■ Task brief
Reproduce the data below, substituting "locate & outline" for every occurrence of "detect & box" and leaving everything else unchanged.

■ Extracted data
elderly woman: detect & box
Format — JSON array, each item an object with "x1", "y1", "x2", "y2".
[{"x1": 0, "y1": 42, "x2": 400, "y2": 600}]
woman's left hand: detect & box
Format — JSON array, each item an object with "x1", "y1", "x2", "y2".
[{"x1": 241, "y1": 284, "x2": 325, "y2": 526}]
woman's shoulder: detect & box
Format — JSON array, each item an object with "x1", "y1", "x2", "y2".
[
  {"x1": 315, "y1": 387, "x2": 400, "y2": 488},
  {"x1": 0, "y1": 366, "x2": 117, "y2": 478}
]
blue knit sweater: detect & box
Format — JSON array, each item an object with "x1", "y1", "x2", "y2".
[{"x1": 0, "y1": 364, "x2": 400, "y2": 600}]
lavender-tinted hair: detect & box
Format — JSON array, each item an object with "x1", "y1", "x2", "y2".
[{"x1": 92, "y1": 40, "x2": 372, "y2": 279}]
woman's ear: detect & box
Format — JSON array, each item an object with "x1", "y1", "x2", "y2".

■ Correct output
elderly woman: locate & outline
Format — JSON array, each item an object with "x1", "y1", "x2", "y2".
[{"x1": 0, "y1": 42, "x2": 400, "y2": 600}]
woman's left hand: locate & outline
Format — JSON array, each item an object with "x1", "y1", "x2", "y2".
[{"x1": 241, "y1": 284, "x2": 325, "y2": 526}]
woman's shoulder: locate & outline
Format — JSON array, each item an object with "x1", "y1", "x2", "y2".
[
  {"x1": 315, "y1": 387, "x2": 400, "y2": 488},
  {"x1": 0, "y1": 366, "x2": 117, "y2": 478}
]
blue knit sweater: locate & outline
Format — JSON array, each item an object with "x1", "y1", "x2", "y2".
[{"x1": 0, "y1": 364, "x2": 400, "y2": 600}]
lavender-tinted hair: locate & outline
Format — JSON array, each item an object with "x1", "y1", "x2", "y2".
[{"x1": 92, "y1": 40, "x2": 372, "y2": 279}]
woman's ear: locate & outline
Format — JSON array, each item an object with "x1", "y1", "x2", "y2".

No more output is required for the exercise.